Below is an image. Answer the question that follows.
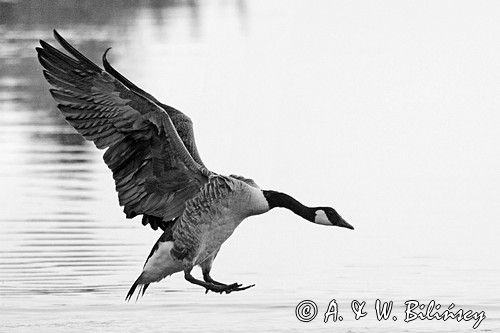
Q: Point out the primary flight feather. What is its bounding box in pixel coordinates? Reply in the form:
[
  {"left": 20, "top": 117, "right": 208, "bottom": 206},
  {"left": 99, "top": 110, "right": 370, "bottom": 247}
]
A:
[{"left": 36, "top": 30, "right": 354, "bottom": 299}]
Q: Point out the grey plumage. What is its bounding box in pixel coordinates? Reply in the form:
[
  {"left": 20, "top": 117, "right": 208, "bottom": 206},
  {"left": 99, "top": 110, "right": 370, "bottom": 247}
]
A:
[{"left": 36, "top": 30, "right": 352, "bottom": 300}]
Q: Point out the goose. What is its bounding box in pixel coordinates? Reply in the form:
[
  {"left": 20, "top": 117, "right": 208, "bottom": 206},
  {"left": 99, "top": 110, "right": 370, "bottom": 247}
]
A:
[{"left": 36, "top": 30, "right": 354, "bottom": 301}]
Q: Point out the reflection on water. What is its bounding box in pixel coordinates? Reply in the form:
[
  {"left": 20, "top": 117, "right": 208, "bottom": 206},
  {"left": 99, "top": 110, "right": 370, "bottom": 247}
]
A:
[{"left": 0, "top": 0, "right": 500, "bottom": 332}]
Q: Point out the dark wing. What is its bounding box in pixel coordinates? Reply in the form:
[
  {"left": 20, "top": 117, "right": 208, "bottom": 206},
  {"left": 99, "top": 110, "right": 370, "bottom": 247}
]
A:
[
  {"left": 37, "top": 31, "right": 210, "bottom": 229},
  {"left": 102, "top": 48, "right": 205, "bottom": 166}
]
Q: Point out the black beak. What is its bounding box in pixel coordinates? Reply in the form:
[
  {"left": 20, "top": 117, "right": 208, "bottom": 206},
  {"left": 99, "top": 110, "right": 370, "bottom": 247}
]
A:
[{"left": 337, "top": 218, "right": 354, "bottom": 230}]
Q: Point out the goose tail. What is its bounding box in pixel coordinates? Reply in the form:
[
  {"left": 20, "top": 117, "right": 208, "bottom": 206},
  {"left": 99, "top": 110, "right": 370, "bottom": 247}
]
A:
[{"left": 125, "top": 274, "right": 149, "bottom": 302}]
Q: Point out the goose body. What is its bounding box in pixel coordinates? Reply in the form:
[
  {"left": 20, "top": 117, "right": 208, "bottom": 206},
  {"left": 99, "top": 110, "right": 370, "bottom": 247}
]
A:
[{"left": 37, "top": 30, "right": 353, "bottom": 299}]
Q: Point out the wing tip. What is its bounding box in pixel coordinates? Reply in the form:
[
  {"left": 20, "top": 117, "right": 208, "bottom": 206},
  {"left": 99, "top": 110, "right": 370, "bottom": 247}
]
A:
[{"left": 125, "top": 274, "right": 150, "bottom": 302}]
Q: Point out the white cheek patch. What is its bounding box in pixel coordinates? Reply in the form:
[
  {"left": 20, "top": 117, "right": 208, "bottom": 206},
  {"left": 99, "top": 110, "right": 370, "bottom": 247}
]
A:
[{"left": 314, "top": 209, "right": 332, "bottom": 225}]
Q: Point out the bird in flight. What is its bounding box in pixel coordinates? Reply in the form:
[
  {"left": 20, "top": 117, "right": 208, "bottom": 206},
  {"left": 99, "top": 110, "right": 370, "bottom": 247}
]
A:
[{"left": 36, "top": 30, "right": 354, "bottom": 300}]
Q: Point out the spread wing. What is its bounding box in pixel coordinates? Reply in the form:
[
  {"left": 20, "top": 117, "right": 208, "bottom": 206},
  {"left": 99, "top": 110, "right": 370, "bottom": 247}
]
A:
[{"left": 36, "top": 30, "right": 210, "bottom": 230}]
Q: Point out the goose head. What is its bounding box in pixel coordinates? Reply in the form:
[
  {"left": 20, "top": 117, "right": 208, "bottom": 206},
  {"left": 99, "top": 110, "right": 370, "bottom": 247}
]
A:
[{"left": 313, "top": 207, "right": 354, "bottom": 230}]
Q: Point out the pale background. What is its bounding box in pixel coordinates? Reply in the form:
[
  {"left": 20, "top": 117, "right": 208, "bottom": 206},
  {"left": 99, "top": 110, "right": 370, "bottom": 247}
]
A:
[{"left": 0, "top": 0, "right": 500, "bottom": 332}]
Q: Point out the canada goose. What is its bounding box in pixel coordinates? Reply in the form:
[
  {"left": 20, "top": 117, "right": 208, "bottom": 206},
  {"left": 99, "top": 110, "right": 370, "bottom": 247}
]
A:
[{"left": 36, "top": 30, "right": 354, "bottom": 300}]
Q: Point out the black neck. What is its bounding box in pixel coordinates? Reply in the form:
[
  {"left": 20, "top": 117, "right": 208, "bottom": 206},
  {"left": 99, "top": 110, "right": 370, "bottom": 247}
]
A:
[{"left": 262, "top": 190, "right": 315, "bottom": 222}]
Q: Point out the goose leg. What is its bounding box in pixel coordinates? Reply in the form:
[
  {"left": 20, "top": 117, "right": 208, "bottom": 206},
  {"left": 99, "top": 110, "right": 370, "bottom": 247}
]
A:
[
  {"left": 184, "top": 270, "right": 254, "bottom": 294},
  {"left": 200, "top": 250, "right": 227, "bottom": 286}
]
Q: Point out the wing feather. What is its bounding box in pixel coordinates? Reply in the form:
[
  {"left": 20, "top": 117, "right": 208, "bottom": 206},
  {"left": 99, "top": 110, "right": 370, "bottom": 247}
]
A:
[{"left": 36, "top": 31, "right": 210, "bottom": 230}]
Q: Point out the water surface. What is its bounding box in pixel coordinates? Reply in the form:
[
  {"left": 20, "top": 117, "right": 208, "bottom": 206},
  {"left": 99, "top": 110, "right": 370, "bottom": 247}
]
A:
[{"left": 0, "top": 1, "right": 500, "bottom": 332}]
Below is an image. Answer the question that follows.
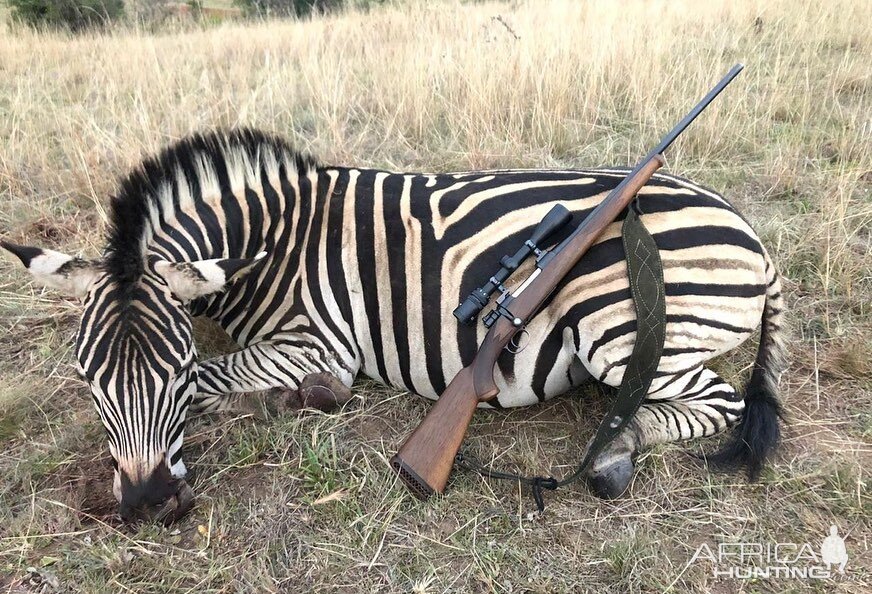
---
» GIVEN REQUEST:
Render the records from the line containing "Q: Point out the water" through the end of the records as a Markdown table with the columns Row and Record line, skipping blank lines and leaving out any pictures.

» RESPONSE:
| Row | Record line |
|---|---|
| 1 | Q: Point out the water surface. What is its bounding box in pixel coordinates? Reply in the form: |
| 2 | [ |
| 3 |   {"left": 20, "top": 117, "right": 208, "bottom": 206}, |
| 4 |   {"left": 99, "top": 110, "right": 370, "bottom": 247} |
| 5 | ] |
| 6 | A: |
| 7 | [{"left": 0, "top": 1, "right": 500, "bottom": 332}] |
| 8 | Below is an image. Answer the question that follows. |